WHAT NEEDS TO BE DONE
From the article below about a fake journalist, list every news organization named.

SELECTED PASSAGE
=======

"Absolutely we need to screen out impostors and up our defenses."

Fake News

Reuters reports that somebody used deepfake tech and a false name and biography to invent the persona of a journalist — and then got the sock puppet's work published in several international newspapers.

Whoever's behind the operation — Reuters was not able to track them down — managed to publish six articles and editorials in the Jerusalem Post and the Times of Israel while posting as an entirely fictitious author, according to the investigation. The dupe serves as a warning about how easily disinformation can spread online — and how new tech can enable it.

According to online profiles, Oliver Taylor is a student at the University of Birmingham who loves politics and coffee. But no actual records of Taylor exist, his phone number isn't connected, and neither Reuters nor the publications that ran his work could verify his existence.

Face Case

And then there's his headshot. Multiple experts told Reuters that Taylor's supposed photo is almost certainly a forgery, seemingly generated by the same neural network tech behind websites like "thispersondoesnotexist.com."

=======

PROVIDED DATA
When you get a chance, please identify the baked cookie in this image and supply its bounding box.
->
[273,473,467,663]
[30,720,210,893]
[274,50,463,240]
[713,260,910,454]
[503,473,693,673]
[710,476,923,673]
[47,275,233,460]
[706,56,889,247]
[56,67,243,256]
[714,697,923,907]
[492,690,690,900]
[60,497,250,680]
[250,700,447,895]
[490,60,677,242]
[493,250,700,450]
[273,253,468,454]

=======

SOLUTION TO THE EXERCISE
Reuters, the Jerusalem Post, the Times of Israel